🔧 Practical Unicode

Unicode Text Direction: LTR vs RTL

Unicode supports both left-to-right and right-to-left text through the bidirectional algorithm and explicit directional control characters, enabling correct display of Arabic, Hebrew, and other RTL scripts alongside LTR text. This guide explains text direction in Unicode, how to use the dir attribute in HTML, and common RTL layout mistakes to avoid.

Published 2024-04-08 · Updated 2024-12-02

Most of the world's writing systems flow left-to-right (LTR) — Latin, Cyrillic, Greek, Devanagari, Thai, and many others. But several major scripts flow right-to-left (RTL) — Arabic, Hebrew, Syriac, and Thaana among them. A few East Asian scripts can also be written vertically. Unicode handles all of these directions through the Unicode Bidirectional Algorithm (UBA), a set of rules for determining display order when text contains a mix of LTR and RTL characters. This guide explains how text direction works in Unicode, how to control it in HTML and CSS, and how to avoid the most common pitfalls in mixed-direction text.

Writing System Directions

Unicode assigns a Bidi_Class property to every character, which determines its default direction:

Bidi Class	Direction	Examples
L	Left-to-right	Latin, Cyrillic, Greek, Devanagari, Thai
R	Right-to-left	Hebrew, Syriac, Thaana
AL	Right-to-left Arabic	Arabic, Urdu, Pashto
EN	European number	0-9
AN	Arabic number	٠-٩
CS	Common separator	, . : (context-dependent)
NSM	Nonspacing mark	Combining characters (direction inherited)
BN	Boundary neutral	Format characters (U+200B, etc.)
WS	Whitespace	Spaces, tabs
ON	Other neutral	Most symbols and punctuation

The critical point: numbers and punctuation are directionally neutral — their visual order depends on the surrounding text. This is where most confusion arises.

The Unicode Bidirectional Algorithm (UBA)

The UBA (Unicode Technical Report #9) is the algorithm that determines the visual ordering of characters when a paragraph contains both LTR and RTL text. Every Unicode-compliant text rendering system — browsers, operating systems, word processors — implements this algorithm.

How It Works

The algorithm processes text in several phases:

Determine paragraph direction: Based on the first strong character (L, R, or AL), or an explicit override
Resolve embedding levels: Assign a numerical "embedding level" to each character (even = LTR, odd = RTL)
Resolve weak and neutral types: Determine the direction of numbers, punctuation, and whitespace based on context
Reverse RTL runs: Reorder characters within each directional run for display

A Concrete Example

Consider this mixed text (paragraph direction is LTR):

Storage text:   "The word שלום means peace."
Code points:    T h e   w o r d   ש ל ו ם   m e a n s   p e a c e .
Bidi classes:   L L L   L L L L   R  R  R  R    L L L L L   L L L L L

The UBA detects that שלום forms an RTL run within an LTR paragraph. The display result:

Display:        "The word םולש means peace."

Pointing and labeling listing
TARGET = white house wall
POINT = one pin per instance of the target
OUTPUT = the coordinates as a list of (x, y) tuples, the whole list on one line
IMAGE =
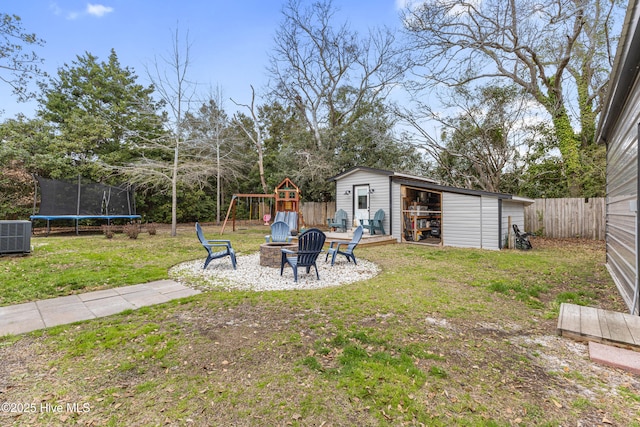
[(379, 199), (461, 220)]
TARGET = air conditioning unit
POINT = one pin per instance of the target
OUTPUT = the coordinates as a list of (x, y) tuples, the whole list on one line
[(15, 237)]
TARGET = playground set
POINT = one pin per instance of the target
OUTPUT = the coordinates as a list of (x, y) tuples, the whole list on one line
[(287, 204)]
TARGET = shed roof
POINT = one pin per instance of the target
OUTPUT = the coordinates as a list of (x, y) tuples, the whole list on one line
[(379, 172), (429, 184)]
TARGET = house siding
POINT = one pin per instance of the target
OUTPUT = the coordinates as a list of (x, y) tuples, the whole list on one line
[(622, 196), (377, 200), (469, 218), (490, 223)]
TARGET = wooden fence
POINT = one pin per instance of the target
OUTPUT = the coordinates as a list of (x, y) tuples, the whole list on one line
[(557, 218), (570, 217)]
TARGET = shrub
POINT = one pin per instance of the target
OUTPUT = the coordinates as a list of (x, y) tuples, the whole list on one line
[(132, 230)]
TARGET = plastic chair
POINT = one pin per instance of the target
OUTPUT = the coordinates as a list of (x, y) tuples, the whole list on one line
[(522, 239), (226, 250), (310, 245), (348, 251)]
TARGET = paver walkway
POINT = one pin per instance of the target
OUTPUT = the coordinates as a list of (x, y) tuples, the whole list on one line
[(31, 316)]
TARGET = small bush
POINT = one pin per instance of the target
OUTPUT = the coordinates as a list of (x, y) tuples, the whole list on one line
[(132, 230)]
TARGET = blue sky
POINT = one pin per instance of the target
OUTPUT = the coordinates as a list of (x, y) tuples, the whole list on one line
[(231, 40)]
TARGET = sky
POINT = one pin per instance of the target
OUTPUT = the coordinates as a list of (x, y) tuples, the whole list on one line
[(230, 40)]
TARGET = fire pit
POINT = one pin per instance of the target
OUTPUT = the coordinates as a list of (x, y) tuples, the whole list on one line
[(270, 254)]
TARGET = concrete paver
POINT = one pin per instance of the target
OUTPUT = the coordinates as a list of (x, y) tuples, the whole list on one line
[(31, 316)]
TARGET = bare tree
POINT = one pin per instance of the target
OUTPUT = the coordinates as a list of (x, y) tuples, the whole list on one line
[(171, 158), (480, 142), (255, 135), (18, 67), (558, 51), (211, 126), (326, 72)]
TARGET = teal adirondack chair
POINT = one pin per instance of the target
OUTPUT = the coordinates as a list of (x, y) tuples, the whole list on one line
[(339, 221), (374, 224), (347, 247)]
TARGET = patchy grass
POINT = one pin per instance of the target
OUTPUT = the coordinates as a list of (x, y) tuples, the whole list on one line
[(441, 337)]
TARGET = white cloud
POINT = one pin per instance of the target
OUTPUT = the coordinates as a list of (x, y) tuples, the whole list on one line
[(98, 9)]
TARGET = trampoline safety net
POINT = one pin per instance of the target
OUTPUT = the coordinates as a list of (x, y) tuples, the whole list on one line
[(58, 197)]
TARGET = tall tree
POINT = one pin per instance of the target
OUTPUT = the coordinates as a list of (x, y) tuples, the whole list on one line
[(253, 129), (17, 66), (172, 160), (210, 129), (558, 51), (99, 110)]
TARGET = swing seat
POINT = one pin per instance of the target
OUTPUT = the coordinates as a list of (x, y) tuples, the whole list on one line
[(280, 233)]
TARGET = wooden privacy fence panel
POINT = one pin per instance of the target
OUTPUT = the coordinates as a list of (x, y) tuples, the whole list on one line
[(316, 213), (570, 217)]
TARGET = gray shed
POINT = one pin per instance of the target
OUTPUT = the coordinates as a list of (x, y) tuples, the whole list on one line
[(618, 129), (421, 210)]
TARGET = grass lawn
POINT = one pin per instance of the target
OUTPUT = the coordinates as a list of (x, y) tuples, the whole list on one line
[(441, 337)]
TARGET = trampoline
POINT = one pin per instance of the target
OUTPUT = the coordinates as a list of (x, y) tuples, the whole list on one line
[(77, 201)]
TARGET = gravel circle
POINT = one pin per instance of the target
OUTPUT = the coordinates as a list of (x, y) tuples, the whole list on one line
[(250, 275)]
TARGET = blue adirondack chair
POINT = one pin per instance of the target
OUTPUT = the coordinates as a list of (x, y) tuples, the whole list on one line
[(374, 224), (280, 232), (339, 221), (310, 245), (348, 250), (279, 216), (210, 245)]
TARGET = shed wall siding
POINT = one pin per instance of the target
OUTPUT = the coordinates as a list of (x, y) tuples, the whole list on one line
[(396, 209), (378, 200), (622, 196), (461, 220), (516, 212), (490, 223)]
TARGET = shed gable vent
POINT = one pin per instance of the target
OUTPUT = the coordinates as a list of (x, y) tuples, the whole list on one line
[(15, 237)]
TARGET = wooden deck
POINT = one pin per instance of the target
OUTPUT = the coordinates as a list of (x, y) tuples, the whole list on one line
[(367, 239), (594, 324)]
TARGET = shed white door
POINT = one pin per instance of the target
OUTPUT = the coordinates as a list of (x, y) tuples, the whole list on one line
[(361, 210)]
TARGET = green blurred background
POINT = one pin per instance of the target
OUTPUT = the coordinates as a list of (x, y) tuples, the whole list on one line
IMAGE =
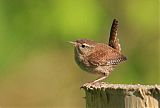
[(37, 67)]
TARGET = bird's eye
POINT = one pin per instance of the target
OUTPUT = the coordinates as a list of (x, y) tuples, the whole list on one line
[(83, 45)]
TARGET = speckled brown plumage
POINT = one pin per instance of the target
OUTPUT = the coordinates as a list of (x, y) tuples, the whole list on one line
[(99, 58)]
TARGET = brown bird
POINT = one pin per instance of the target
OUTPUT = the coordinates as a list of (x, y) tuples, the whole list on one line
[(99, 58)]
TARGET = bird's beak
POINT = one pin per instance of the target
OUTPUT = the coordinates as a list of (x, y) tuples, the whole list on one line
[(73, 43)]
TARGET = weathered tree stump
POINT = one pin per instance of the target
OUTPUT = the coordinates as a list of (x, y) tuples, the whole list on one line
[(102, 95)]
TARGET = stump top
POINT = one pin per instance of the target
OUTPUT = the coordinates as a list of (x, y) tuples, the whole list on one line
[(104, 86)]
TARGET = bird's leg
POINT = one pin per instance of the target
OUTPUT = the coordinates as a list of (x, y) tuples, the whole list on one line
[(100, 79)]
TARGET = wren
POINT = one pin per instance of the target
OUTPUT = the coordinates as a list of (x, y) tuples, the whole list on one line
[(99, 58)]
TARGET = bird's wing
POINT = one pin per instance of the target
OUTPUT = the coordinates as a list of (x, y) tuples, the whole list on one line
[(113, 40), (103, 56)]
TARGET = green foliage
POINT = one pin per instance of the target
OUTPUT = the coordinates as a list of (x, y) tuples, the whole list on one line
[(36, 59)]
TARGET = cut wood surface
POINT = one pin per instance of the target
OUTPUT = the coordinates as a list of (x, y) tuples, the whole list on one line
[(102, 95)]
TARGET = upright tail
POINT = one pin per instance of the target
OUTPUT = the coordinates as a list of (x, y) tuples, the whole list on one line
[(113, 40)]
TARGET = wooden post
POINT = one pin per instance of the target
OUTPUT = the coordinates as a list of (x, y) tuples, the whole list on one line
[(102, 95)]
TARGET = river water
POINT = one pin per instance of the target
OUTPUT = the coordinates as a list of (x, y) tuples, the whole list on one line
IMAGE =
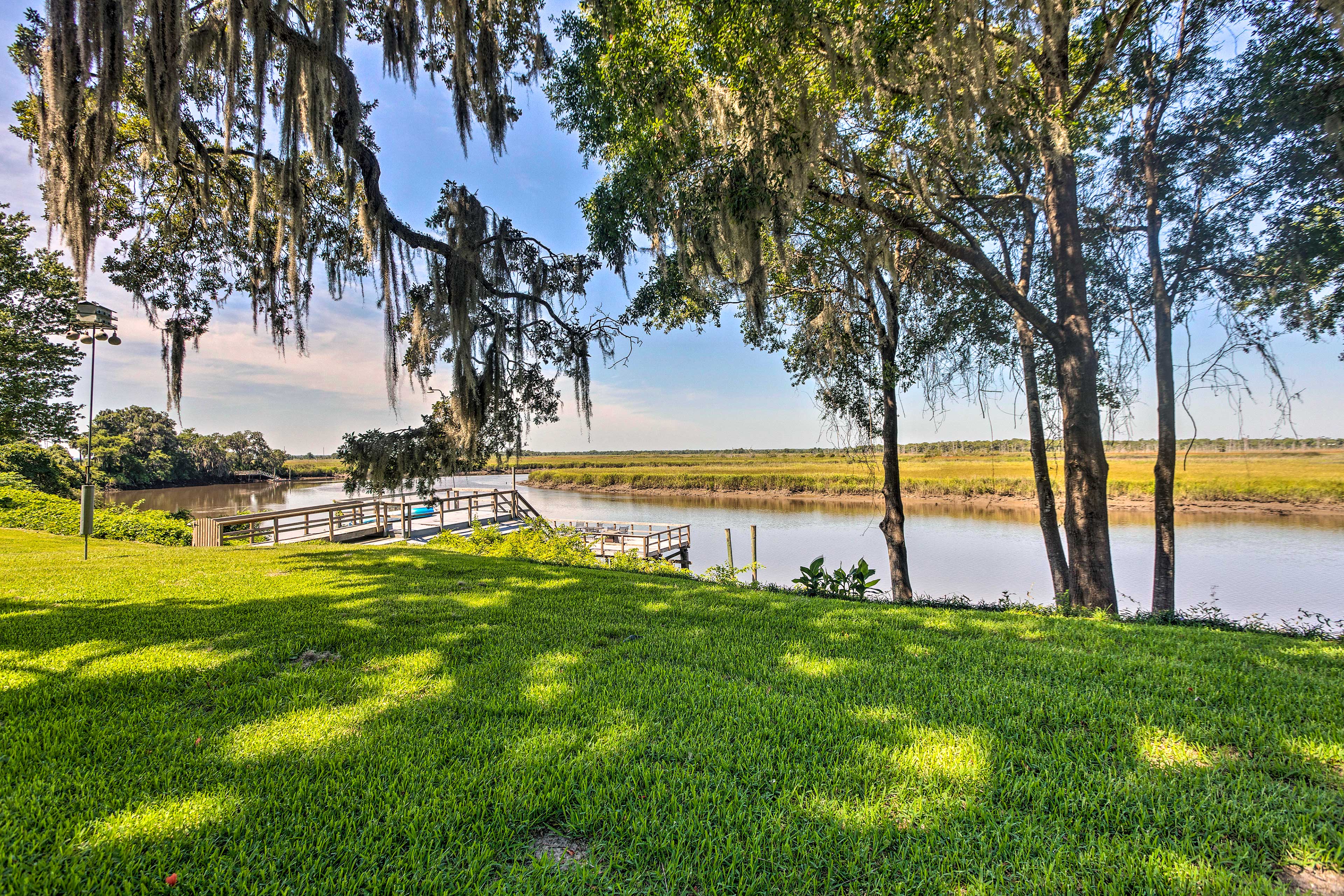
[(1248, 564)]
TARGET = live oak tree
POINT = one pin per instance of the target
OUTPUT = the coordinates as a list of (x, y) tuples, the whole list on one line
[(37, 367), (870, 108), (1227, 171), (859, 315), (227, 146)]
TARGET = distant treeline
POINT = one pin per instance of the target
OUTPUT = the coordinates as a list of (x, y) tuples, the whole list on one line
[(139, 448), (994, 447), (1120, 447)]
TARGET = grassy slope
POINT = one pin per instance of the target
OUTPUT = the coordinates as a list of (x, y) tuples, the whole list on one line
[(742, 743), (1259, 476)]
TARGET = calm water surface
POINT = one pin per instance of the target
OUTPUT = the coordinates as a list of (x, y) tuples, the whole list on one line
[(1248, 564)]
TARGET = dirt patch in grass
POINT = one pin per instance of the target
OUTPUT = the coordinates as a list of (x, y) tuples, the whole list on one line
[(1312, 880), (315, 657), (564, 851)]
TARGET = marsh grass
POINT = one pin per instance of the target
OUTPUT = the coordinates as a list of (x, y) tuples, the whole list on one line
[(315, 468), (695, 739), (1310, 477)]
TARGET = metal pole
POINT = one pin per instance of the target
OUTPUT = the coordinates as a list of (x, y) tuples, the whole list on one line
[(753, 555), (88, 489)]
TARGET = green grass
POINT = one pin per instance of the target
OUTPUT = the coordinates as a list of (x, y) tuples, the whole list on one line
[(1310, 477), (702, 739)]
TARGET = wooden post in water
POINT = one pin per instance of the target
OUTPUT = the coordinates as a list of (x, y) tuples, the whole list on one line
[(753, 554)]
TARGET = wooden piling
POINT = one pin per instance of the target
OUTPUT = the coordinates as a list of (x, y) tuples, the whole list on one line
[(753, 555)]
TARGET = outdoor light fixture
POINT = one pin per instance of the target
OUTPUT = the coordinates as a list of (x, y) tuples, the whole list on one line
[(93, 324)]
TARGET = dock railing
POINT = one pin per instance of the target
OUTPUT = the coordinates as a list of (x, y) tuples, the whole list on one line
[(339, 522), (646, 539), (358, 518)]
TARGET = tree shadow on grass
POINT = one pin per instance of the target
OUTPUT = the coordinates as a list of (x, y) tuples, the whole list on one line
[(697, 737)]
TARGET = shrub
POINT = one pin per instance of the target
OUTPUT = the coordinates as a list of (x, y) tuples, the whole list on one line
[(49, 471), (26, 510)]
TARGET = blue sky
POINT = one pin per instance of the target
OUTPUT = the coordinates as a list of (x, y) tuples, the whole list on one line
[(680, 390)]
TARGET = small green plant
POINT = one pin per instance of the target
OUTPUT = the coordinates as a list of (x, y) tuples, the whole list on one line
[(862, 581), (854, 585), (728, 574), (815, 578)]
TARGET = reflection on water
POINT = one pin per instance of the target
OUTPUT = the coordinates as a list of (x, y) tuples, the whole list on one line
[(1249, 564)]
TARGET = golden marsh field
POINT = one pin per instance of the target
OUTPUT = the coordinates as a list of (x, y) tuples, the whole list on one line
[(1314, 477)]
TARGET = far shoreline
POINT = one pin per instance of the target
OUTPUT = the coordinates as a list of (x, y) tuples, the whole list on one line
[(1008, 502)]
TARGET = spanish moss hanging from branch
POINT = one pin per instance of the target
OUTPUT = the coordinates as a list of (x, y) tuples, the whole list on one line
[(224, 147)]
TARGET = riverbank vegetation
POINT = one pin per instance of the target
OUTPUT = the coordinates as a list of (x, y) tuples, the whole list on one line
[(25, 507), (674, 735), (1307, 477)]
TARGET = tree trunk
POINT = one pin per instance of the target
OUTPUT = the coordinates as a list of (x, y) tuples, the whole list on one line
[(1086, 519), (1041, 467), (894, 512), (1164, 471)]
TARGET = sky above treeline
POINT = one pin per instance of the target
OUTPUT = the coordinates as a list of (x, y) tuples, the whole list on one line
[(674, 391)]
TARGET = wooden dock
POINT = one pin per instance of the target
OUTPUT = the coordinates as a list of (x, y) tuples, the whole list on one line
[(647, 539), (412, 518)]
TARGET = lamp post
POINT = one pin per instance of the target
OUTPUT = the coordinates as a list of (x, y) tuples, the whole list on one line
[(93, 324)]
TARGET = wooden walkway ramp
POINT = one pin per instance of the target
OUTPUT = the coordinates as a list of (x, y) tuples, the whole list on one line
[(414, 519), (374, 518)]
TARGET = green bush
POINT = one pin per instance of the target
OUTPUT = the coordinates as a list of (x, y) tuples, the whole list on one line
[(49, 471), (26, 510), (558, 546)]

- **Job 1**:
In the listing, rewrite everything from the line with "TARGET = cut wood surface" down to the line with "[(37, 367), (870, 108), (1227, 171), (859, 315), (227, 146)]" as a numbered list, skipping blank lines and leaving out the pictures.
- **Job 2**:
Write the next part of the guide on Unicode text direction, picking up right after its last line.

- **Result 1**:
1. TARGET = cut wood surface
2. POINT = one pin per instance of the target
3. OUTPUT = the coordinates as a list of (x, y) tuples, the whole list on one line
4. [(102, 95)]
5. TARGET = upright tail
6. POINT = one pin per instance of the target
7. OUTPUT = the coordinates as a list of (x, y) tuples, the whole list on one line
8. [(113, 40)]
9. TARGET = wooden post
10. POINT = one pin per instance of the target
11. OUTPUT = the coordinates as a list of (x, y) tuples, the whole list on one line
12. [(102, 95)]
13. TARGET = river water
14. POINT = one pin per instance of the target
15. OUTPUT = the coordinates as a list of (x, y) tuples, the whole list on one line
16. IMAGE =
17. [(1248, 564)]
18. TARGET = live oak tree
19. POINT = one pin per instance of the target
20. OUTPUT = the coordinates as a list of (x, y) tuples, the whole list on one line
21. [(37, 367), (870, 108), (1227, 171), (859, 315), (227, 146)]

- **Result 2**:
The Hebrew characters are visually reversed (right-to-left) while the overall paragraph remains left-to-right. The cursor would move right through "The word", then jump to the right side of the Hebrew run and move left through it, then jump forward again for "means peace."

HTML and the `dir` Attribute

HTML provides the dir attribute to set text direction explicitly:

<!-- Set document direction -->
<html dir="rtl" lang="ar">

<!-- Override for a specific element -->
<p dir="rtl">مرحبا بالعالم</p>

<!-- Auto-detect direction from content -->
<p dir="auto">User-submitted text goes here</p>

The `dir="auto"` Attribute

For user-generated content where you cannot predict the direction, dir="auto" tells the browser to apply the UBA's "first strong character" heuristic:

<!-- First strong character is Latin → LTR -->
<p dir="auto">Hello world</p>

<!-- First strong character is Arabic → RTL -->
<p dir="auto">مرحبا</p>

This is essential for any input field, comment section, or content area that might receive text in any language.

The `<bdi>` and `<bdo>` Elements

HTML5 provides two elements specifically for bidirectional text control:

<!-- <bdi>: Bidirectional Isolate -->
<!-- Isolates inline content from surrounding directional context -->
<p>User <bdi>أحمد</bdi> posted 3 comments</p>

<!-- <bdo>: Bidirectional Override -->
<!-- Forces a specific direction regardless of content -->
<bdo dir="ltr">Force عربي left-to-right</bdo>

The <bdi> element is critical for preventing spillover — the phenomenon where an RTL name or string causes surrounding punctuation or numbers to reorder incorrectly.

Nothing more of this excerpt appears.